### Aim of the exercise
Print the full listing exactly.

### Provided data
* * *
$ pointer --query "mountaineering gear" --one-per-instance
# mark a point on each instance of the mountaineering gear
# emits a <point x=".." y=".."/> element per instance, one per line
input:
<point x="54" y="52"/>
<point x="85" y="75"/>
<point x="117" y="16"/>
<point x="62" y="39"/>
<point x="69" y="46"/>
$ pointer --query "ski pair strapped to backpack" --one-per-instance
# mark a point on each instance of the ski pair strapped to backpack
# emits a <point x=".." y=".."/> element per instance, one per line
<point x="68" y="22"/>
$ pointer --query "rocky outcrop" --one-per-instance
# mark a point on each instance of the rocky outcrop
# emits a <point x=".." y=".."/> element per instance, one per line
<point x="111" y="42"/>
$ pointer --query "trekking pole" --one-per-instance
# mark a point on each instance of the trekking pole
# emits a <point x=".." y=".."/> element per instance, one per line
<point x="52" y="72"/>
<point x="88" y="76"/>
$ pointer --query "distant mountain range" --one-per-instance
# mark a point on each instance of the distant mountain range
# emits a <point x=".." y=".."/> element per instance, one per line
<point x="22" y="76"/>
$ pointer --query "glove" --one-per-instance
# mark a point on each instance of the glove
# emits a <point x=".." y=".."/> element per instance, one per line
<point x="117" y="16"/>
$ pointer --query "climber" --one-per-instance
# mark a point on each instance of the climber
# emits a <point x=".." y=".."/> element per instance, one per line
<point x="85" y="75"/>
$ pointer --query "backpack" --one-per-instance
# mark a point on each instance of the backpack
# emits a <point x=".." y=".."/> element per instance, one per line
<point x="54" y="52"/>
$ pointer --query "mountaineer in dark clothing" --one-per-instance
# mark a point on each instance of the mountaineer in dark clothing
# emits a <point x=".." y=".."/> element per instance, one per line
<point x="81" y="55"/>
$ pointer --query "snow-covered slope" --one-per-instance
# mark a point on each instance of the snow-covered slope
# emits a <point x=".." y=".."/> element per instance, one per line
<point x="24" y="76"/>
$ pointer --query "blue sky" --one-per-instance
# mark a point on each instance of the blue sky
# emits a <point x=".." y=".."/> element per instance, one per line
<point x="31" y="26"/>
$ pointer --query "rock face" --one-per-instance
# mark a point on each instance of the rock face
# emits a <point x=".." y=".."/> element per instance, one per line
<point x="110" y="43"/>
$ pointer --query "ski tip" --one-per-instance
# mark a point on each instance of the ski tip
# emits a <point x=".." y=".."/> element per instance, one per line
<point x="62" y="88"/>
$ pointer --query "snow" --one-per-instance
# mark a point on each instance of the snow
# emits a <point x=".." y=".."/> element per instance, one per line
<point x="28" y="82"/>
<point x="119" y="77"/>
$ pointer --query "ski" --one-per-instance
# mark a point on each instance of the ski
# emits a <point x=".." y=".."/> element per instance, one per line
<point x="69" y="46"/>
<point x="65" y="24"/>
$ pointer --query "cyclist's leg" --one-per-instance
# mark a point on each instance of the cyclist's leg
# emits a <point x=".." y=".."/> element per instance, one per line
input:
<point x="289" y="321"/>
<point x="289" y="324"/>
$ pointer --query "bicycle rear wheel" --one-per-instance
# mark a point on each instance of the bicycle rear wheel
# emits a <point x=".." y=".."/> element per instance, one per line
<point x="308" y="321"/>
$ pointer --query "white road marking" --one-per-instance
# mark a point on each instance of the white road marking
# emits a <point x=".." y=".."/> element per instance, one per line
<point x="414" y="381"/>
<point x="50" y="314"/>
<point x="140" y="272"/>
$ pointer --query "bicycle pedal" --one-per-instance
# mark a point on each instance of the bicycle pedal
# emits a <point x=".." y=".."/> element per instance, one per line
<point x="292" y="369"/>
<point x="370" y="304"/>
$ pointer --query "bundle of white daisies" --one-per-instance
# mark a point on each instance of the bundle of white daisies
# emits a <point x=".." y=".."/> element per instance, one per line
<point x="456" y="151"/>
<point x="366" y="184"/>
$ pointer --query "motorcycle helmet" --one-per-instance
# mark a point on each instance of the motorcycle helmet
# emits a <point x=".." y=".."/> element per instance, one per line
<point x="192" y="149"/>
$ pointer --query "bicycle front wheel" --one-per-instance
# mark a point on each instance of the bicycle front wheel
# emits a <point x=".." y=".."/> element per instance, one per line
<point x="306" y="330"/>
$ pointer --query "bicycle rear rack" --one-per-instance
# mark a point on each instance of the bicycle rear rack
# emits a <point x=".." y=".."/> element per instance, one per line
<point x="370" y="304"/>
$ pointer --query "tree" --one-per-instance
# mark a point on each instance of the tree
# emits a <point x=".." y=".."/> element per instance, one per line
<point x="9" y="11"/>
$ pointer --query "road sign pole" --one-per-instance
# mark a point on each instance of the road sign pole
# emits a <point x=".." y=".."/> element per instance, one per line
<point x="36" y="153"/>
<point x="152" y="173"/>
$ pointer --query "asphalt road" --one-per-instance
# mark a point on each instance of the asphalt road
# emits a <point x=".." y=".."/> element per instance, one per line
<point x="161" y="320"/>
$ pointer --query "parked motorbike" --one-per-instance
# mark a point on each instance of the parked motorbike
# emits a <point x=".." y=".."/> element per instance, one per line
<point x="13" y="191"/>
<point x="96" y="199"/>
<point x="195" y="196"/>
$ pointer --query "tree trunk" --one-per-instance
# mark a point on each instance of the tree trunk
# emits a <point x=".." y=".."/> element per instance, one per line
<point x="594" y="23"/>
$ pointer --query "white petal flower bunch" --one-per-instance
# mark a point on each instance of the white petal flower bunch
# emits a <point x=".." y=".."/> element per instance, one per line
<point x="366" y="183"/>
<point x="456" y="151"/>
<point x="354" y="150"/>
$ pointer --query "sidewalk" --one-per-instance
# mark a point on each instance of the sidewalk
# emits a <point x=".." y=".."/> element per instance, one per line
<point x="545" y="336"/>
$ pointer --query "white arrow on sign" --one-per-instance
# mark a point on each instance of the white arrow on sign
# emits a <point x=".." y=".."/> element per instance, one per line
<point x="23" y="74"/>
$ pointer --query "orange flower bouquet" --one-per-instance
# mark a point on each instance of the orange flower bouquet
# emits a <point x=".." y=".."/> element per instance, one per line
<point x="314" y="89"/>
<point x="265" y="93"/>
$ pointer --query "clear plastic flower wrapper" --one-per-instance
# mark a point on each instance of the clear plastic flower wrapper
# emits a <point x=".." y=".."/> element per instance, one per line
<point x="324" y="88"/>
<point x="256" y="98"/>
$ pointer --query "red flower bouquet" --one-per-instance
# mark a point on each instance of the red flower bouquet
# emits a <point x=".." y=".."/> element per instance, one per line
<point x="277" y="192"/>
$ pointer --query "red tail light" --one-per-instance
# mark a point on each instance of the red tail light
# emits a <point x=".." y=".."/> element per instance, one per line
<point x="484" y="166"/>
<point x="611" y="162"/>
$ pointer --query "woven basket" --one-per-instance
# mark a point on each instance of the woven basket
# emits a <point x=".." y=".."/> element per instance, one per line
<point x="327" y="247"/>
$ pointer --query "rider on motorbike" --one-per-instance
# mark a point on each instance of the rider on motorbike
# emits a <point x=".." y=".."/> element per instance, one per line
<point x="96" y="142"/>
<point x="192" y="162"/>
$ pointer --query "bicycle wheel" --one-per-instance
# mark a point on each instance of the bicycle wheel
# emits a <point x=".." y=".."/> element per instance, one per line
* * *
### Reply
$ pointer --query "mountaineering gear" --one-per-instance
# mark a point on each instance of the mountaineering gear
# emits a <point x=".." y=".."/> element per instance, one per line
input:
<point x="54" y="52"/>
<point x="85" y="75"/>
<point x="117" y="16"/>
<point x="62" y="39"/>
<point x="69" y="46"/>
$ pointer --query "ski pair strapped to backpack" --one-per-instance
# mark a point on each instance of the ski pair strapped to backpack
# emits a <point x=".." y=".."/> element per instance, one per line
<point x="68" y="22"/>
$ pointer --query "rocky outcrop" --one-per-instance
# mark a point on each instance of the rocky outcrop
# emits a <point x=".." y=".."/> element per instance, one per line
<point x="111" y="42"/>
$ pointer --query "trekking pole" --one-per-instance
# mark a point on each instance of the trekking pole
# emits a <point x=".." y=".."/> element per instance, one per line
<point x="52" y="72"/>
<point x="88" y="76"/>
$ pointer --query "distant mountain range" --one-per-instance
# mark a point on each instance of the distant mountain range
# emits a <point x=".." y=".."/> element per instance, one per line
<point x="22" y="76"/>
$ pointer --query "glove" --one-per-instance
# mark a point on each instance of the glove
# emits a <point x=".." y=".."/> element per instance, one per line
<point x="117" y="16"/>
$ pointer --query "climber" --one-per-instance
# mark a point on each instance of the climber
# emits a <point x=".." y=".."/> element per instance, one per line
<point x="85" y="75"/>
$ pointer --query "backpack" --one-per-instance
# mark a point on each instance of the backpack
# emits a <point x=".." y=".."/> element per instance, one per line
<point x="54" y="52"/>
$ pointer --query "mountaineer in dark clothing" --one-per-instance
# mark a point on each instance of the mountaineer in dark clothing
# emits a <point x=".." y=".."/> element per instance, one per line
<point x="81" y="55"/>
$ pointer --query "snow-covered slope" --one-per-instance
# mark a point on each instance of the snow-covered slope
# emits a <point x=".." y=".."/> element per instance, one per line
<point x="24" y="76"/>
$ pointer --query "blue sky" --one-per-instance
# mark a point on each instance of the blue sky
# emits a <point x=".." y=".."/> element per instance, one per line
<point x="31" y="26"/>
$ pointer --query "rock face" --one-per-instance
# mark a point on each instance of the rock face
# emits a <point x=".." y=".."/> element per instance, one per line
<point x="110" y="43"/>
$ pointer --query "ski tip" --one-per-instance
# mark a point on each instance of the ski tip
# emits a <point x=".." y=".."/> element per instance, one per line
<point x="62" y="88"/>
$ pointer --query "snow" --one-per-instance
# mark a point on each instance of the snow
# emits a <point x=".." y=".."/> element per instance, one per line
<point x="28" y="82"/>
<point x="119" y="77"/>
$ pointer --query "ski" --one-per-instance
# mark a point on each instance of the ski
# emits a <point x=".." y=".."/> element per instance, one per line
<point x="69" y="46"/>
<point x="65" y="24"/>
$ pointer --query "cyclist's leg" --one-per-instance
# mark a point on each instance of the cyclist's leg
# emits a <point x=".." y=".."/> element per instance, one per line
input:
<point x="289" y="321"/>
<point x="289" y="324"/>
$ pointer --query "bicycle rear wheel" --one-per-instance
# mark a point on each instance of the bicycle rear wheel
# emits a <point x=".." y=".."/> element per instance, one per line
<point x="308" y="321"/>
$ pointer --query "white road marking" --one-per-instance
# mark a point on each instance of the white road marking
# emits a <point x=".." y=".."/> element per instance, one per line
<point x="414" y="381"/>
<point x="50" y="314"/>
<point x="140" y="272"/>
$ pointer --query "bicycle pedal" --one-per-instance
# mark a point on each instance of the bicycle pedal
# emits a <point x=".." y=".."/> element per instance, one per line
<point x="292" y="369"/>
<point x="370" y="304"/>
$ pointer --query "bundle of white daisies" --one-per-instance
# mark a point on each instance of the bundle of white daisies
# emits a <point x=".." y=".."/> element per instance, one per line
<point x="456" y="151"/>
<point x="366" y="184"/>
$ pointer --query "motorcycle helmet" --one-per-instance
# mark a point on each instance of the motorcycle helmet
# emits a <point x=".." y=".."/> element per instance, one per line
<point x="192" y="149"/>
$ pointer --query "bicycle front wheel" --one-per-instance
# mark a point on each instance of the bicycle front wheel
# emits a <point x=".." y=".."/> element per instance, one per line
<point x="306" y="330"/>
$ pointer --query "bicycle rear rack" --one-per-instance
# mark a point on each instance of the bicycle rear rack
# emits a <point x=".." y=".."/> element per instance, one per line
<point x="370" y="304"/>
$ pointer --query "tree" --one-per-instance
# mark a point on each instance of the tree
# emits a <point x=".." y=".."/> element per instance, one per line
<point x="9" y="11"/>
$ pointer --query "road sign pole" --one-per-instance
# mark a point on each instance of the road sign pole
# emits a <point x=".." y=".."/> element per instance, one per line
<point x="36" y="153"/>
<point x="152" y="173"/>
$ pointer --query "asphalt road" --one-per-instance
# mark a point on each instance of the asphalt road
# emits a <point x=".." y=".."/> element per instance, one per line
<point x="161" y="320"/>
$ pointer --query "parked motorbike" --one-per-instance
# mark a point on each instance of the parked motorbike
# emits a <point x=".." y=".."/> element per instance, one per line
<point x="13" y="191"/>
<point x="96" y="199"/>
<point x="195" y="196"/>
$ pointer --query "tree trunk" --one-per-instance
# mark a point on each instance of the tree trunk
# emits a <point x=".." y=".."/> element per instance, one per line
<point x="594" y="23"/>
$ pointer --query "white petal flower bunch" --one-per-instance
# mark a point on each instance of the white petal flower bunch
# emits a <point x=".." y=".."/> element per instance, one per line
<point x="366" y="183"/>
<point x="456" y="151"/>
<point x="354" y="150"/>
$ pointer --query "sidewalk" --one-per-instance
# mark a point on each instance of the sidewalk
# emits a <point x=".." y=".."/> element per instance, one per line
<point x="545" y="336"/>
$ pointer --query "white arrow on sign" --one-per-instance
# mark a point on each instance of the white arrow on sign
# emits a <point x=".." y=".."/> element per instance, one per line
<point x="23" y="74"/>
$ pointer --query "orange flower bouquet" --one-per-instance
# mark a point on each instance of the orange flower bouquet
# emits a <point x=".." y=".."/> element per instance, one per line
<point x="314" y="89"/>
<point x="265" y="93"/>
$ pointer --query "clear plastic flower wrapper" --one-per-instance
# mark a point on each instance of the clear plastic flower wrapper
# emits a <point x=".." y=".."/> element per instance, one per line
<point x="324" y="88"/>
<point x="256" y="98"/>
$ pointer --query "red flower bouquet" --one-per-instance
# mark a point on each instance of the red flower bouquet
# emits a <point x=".." y=".."/> element per instance, one per line
<point x="277" y="192"/>
$ pointer --query "red tail light" --one-per-instance
# mark a point on each instance of the red tail light
# emits a <point x=".." y=".."/> element per instance, one per line
<point x="484" y="166"/>
<point x="611" y="162"/>
$ pointer --query "woven basket" --one-per-instance
# mark a point on each instance of the woven basket
# emits a <point x=".." y=".."/> element per instance, one per line
<point x="327" y="247"/>
$ pointer --query "rider on motorbike" --one-per-instance
# mark a point on each instance of the rider on motorbike
# emits a <point x=".." y=".."/> element per instance, one per line
<point x="96" y="142"/>
<point x="192" y="162"/>
$ pointer --query "bicycle wheel" --one-per-instance
# mark a point on each instance of the bicycle wheel
# emits a <point x=".." y=".."/> element per instance, one per line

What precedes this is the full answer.